_DATA PROVIDED_.
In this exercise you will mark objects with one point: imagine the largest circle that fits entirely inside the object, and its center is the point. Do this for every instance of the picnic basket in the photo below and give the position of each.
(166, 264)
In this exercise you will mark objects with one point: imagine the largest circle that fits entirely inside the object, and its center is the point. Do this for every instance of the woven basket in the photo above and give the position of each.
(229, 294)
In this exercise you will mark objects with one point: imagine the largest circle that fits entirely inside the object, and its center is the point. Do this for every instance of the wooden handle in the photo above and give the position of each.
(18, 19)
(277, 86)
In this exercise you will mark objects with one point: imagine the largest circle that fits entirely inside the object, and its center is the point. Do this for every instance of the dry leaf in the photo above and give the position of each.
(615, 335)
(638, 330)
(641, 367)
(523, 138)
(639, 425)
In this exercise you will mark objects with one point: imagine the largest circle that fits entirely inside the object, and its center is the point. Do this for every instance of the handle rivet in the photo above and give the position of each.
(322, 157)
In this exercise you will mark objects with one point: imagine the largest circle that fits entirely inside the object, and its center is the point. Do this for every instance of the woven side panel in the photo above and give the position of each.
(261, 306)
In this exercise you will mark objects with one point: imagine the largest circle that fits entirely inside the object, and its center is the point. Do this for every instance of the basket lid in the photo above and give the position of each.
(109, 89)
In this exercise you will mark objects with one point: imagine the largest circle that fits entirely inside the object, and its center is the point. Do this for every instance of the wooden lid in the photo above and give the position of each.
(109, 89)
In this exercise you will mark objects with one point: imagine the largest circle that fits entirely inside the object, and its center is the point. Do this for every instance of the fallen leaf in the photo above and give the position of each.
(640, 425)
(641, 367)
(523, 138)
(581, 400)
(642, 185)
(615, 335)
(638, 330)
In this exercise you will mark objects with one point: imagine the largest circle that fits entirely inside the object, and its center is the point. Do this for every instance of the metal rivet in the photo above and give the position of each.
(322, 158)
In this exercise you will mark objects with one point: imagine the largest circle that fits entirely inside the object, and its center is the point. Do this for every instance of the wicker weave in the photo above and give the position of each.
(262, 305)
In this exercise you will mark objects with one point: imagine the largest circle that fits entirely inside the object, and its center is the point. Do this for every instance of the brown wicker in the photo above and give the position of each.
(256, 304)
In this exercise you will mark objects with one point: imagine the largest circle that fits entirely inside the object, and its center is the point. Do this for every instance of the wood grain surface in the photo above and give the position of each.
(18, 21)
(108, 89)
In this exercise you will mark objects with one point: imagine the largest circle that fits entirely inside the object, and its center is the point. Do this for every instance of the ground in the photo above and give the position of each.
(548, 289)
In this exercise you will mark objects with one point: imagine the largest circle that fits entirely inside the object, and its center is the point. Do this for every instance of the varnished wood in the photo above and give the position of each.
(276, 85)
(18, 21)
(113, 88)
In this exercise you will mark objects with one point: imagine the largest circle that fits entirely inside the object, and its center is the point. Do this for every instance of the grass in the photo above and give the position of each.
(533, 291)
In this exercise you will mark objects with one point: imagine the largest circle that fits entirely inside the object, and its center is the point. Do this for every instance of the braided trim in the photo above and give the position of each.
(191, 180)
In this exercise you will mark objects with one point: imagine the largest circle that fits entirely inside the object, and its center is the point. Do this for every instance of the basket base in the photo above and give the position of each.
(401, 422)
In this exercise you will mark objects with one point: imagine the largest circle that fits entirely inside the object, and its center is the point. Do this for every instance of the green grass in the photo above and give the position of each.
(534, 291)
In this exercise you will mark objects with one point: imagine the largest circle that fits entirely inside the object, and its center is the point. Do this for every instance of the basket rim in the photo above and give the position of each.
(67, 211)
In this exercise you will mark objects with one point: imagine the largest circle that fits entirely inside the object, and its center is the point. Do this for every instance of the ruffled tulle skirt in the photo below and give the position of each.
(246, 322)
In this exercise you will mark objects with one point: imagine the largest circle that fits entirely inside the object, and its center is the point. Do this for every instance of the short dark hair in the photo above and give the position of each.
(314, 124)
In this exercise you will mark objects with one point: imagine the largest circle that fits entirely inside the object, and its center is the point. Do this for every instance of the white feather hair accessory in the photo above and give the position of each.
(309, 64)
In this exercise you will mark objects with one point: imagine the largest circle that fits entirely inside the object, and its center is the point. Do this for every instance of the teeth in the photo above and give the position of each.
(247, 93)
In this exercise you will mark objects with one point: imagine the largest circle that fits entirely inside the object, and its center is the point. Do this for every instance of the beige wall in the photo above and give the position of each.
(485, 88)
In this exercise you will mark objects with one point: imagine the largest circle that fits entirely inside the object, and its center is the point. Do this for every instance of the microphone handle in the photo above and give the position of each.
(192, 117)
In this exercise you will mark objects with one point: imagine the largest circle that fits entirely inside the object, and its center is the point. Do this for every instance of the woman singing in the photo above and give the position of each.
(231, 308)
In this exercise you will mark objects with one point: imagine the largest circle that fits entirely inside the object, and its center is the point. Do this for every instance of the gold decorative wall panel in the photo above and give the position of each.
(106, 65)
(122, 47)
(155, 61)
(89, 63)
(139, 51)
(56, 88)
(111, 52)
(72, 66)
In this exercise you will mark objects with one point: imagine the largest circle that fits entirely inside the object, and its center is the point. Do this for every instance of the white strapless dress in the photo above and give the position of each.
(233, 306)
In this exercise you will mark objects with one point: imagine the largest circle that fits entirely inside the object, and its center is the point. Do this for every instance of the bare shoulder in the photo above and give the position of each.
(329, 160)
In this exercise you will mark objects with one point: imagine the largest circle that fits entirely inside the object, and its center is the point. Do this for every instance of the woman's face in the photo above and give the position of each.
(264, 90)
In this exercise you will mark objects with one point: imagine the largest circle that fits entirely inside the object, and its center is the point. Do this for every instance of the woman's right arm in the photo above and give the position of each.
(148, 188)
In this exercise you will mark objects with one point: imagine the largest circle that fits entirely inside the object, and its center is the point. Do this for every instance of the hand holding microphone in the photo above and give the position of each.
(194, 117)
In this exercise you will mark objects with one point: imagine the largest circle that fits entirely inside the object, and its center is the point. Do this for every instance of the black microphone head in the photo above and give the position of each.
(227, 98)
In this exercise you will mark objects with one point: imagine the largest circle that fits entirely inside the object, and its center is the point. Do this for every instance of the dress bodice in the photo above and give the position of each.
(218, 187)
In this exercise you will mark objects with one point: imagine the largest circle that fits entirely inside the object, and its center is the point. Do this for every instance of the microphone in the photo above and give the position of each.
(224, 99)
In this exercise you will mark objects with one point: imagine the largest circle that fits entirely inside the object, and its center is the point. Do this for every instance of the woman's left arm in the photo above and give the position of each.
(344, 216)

_SHORT EXERCISE_.
Copy all of the records above, word for word.

_FINISHED EXERCISE_.
In this exercise you will mark objects with one point: imagine the largest circle that fits entirely inside the object, and its center is the point. Do this for every instance of the picnic basket in the photo below and give the position of each.
(166, 264)
In this exercise you will mark objects with one point: imagine the largest circle that fits entirely inside the object, and its center is the point. Do this for every instance of the woven basket in the photo above and give the position of each.
(229, 294)
In this exercise you will mark objects with one point: imagine the largest circle that fits entirely inside the object, and its center is the point. Do this for every instance of the wooden handle in the photo above and give the position of each.
(18, 19)
(277, 86)
In this exercise you will mark objects with one point: imagine the largest circle that fits entirely inside the object, and its center is the point. Do this for every instance of the dry leaf in the photo above and give the position of each.
(615, 335)
(638, 330)
(641, 367)
(523, 138)
(639, 425)
In this exercise you will mark objects with one point: imagine the largest circle that fits entirely inside the object, and its center is the point. Do this for every instance of the handle rivet in the photo above and give the position of each.
(322, 157)
In this exercise you will mark objects with one point: imagine the largest circle that fits entirely inside the object, and its center is the point. Do this for every instance of the woven side panel in the photo above and give the position of each.
(261, 306)
In this exercise you will mark objects with one point: imagine the largest circle that fits entirely inside the object, and its center is the point. Do this for every instance of the basket lid in the photo above and give the position of each.
(109, 89)
In this exercise you will mark objects with one point: imagine the largest circle that fits entirely inside the object, and its center is the point. Do this for every instance of the wooden lid in the photo above and give the position of each.
(109, 89)
In this exercise you will mark objects with one point: imagine the largest circle that fits entirely inside the object, and its center is the point. Do this for every instance of the fallen leaf in the photo above and give the position of each.
(640, 425)
(641, 367)
(523, 138)
(581, 400)
(642, 185)
(615, 335)
(638, 330)
In this exercise you will mark objects with one point: imagine the largest circle that fits entirely inside the object, and its center is the point. Do this for every instance of the metal rivet in the photo above and give the position of each.
(322, 158)
In this exercise you will mark objects with one point: imagine the largest circle that fits entirely inside the object, and its center is the point. Do this for every instance of the wicker weave in the photo above and give the position of each.
(262, 305)
In this exercise you will mark objects with one point: imagine the largest circle that fits entirely inside the object, and its center is the point. Do this for every instance of the brown wicker in the photo above and give the position of each.
(256, 304)
In this exercise you will mark objects with one point: imagine the largest circle that fits entirely inside the object, and its center is the point. Do this for every instance of the wood grain surface in the photo above and give the position of each.
(18, 21)
(108, 89)
In this exercise you will mark objects with one point: imagine the largest circle that fits entirely inside the object, and its center is the point. Do this for every instance of the ground in the photo above and give the position of each.
(548, 289)
In this exercise you will mark objects with one point: imagine the largest circle that fits entirely inside the object, and its center is the point. Do this for every instance of the varnished wood in the photo above and give the position of each.
(276, 85)
(18, 21)
(113, 88)
In this exercise you will mark objects with one point: imagine the largest circle that fits entirely inside the object, and its center is the point. Do this for every instance of the grass in the photo above and give the position of each.
(533, 291)
In this exercise you will mark objects with one point: imagine the largest circle that fits entirely inside the object, and its center is the point. Do this for every instance of the braided trim in the photo above and give the position of each.
(191, 180)
In this exercise you will mark objects with one point: imagine the largest circle that fits entirely inside the object, and its center is the point. Do this for every instance of the basket base in the photo above and give the position of each.
(401, 422)
In this exercise you will mark objects with one point: imagine the largest circle that fits entirely inside the object, and its center is the point. Do this for every instance of the green grass in the photo above and give the position of each.
(534, 291)
In this exercise you will mark objects with one point: imagine the largest circle that fits entirely inside the object, and its center is the point. Do this for every instance of the basket rim in the photo above and give the position of each.
(67, 211)
In this exercise you will mark objects with one point: imagine the largest circle that fits entirely inside the object, and its center is the point. Do this for every instance of the ruffled tulle skirt in the photo below and give the position of each.
(246, 322)
In this exercise you will mark objects with one point: imagine the largest circle that fits entirely inside the object, and its center is the point. Do this for every instance of the short dark hair in the photo above and give the position of each.
(314, 124)
In this exercise you will mark objects with one point: imagine the largest circle that fits entirely inside the object, and its center is the point. Do this for every instance of the white feather hair accessory in the photo above and give the position of each.
(309, 64)
In this exercise you will mark objects with one point: imagine the largest circle that fits entirely inside the object, and its center is the point. Do this for every instance of the teeth in the photo above and give the position of each.
(247, 93)
In this exercise you will mark objects with one point: imagine the largest circle that fits entirely inside the object, and its center is the point. Do this for every instance of the beige wall in the photo above and give the position of each.
(485, 88)
In this exercise you will mark objects with one point: imagine the largest circle that fits entirely inside the object, and its center is the point. Do this for every instance of the microphone handle in the photo above and give the position of each.
(192, 117)
In this exercise you will mark objects with one point: imagine the largest circle that fits entirely inside the object, and its center is the point. Do this for every instance of the woman singing in the photo above and give the position of each.
(231, 308)
In this exercise you will mark objects with one point: imagine the largest circle that fits entirely inside the object, and its center is the point. Do this for every instance of the gold decorative wall panel in the photo above and give the position of each.
(106, 65)
(122, 47)
(155, 61)
(89, 63)
(139, 51)
(56, 88)
(111, 52)
(72, 66)
In this exercise you will mark objects with one point: imagine the largest circle that fits entirely inside the object, and its center is the point. Do this for every instance of the white strapless dress in the photo above and give the position of each.
(233, 306)
In this exercise you will mark objects with one point: imagine the largest circle that fits entirely inside the object, and its center is the point. Do this for every instance of the bare shoulder in the photo above and give the position of each.
(329, 160)
In this exercise you will mark objects with one point: imagine the largest circle that fits entirely inside the object, and its center is the point. Do this for every instance of the woman's face in the photo above and give the position of each.
(264, 90)
In this exercise you will mark objects with one point: imagine the largest circle that fits entirely inside the object, and its center is the point. Do this for every instance of the woman's right arm in the photo above and give the position of each.
(148, 188)
In this exercise you will mark objects with one point: imagine the largest circle that fits entirely inside the object, and its center is the point. Do this for every instance of the hand holding microphone in the photo above and give the position of each.
(194, 117)
In this exercise you will mark objects with one point: imagine the largest circle that fits entirely inside the object, and its center is the point. Do this for every instance of the black microphone head in the photo above and give the position of each.
(227, 98)
In this exercise you will mark objects with one point: imagine the largest circle that fits entirely inside the object, and its center is the point. Do this for every instance of the dress bodice in the photo above and give the position of each.
(218, 187)
In this exercise you will mark objects with one point: imagine the largest circle that fits entirely inside the object, and its center is the point. Do this for every instance of the microphone in the photo above and give the position of each.
(224, 99)
In this exercise you will mark objects with one point: imagine the largest circle that fits entirely inside the object, and its center is the point. Do this for every instance of the woman's left arm in the photo above and give the position of each.
(344, 216)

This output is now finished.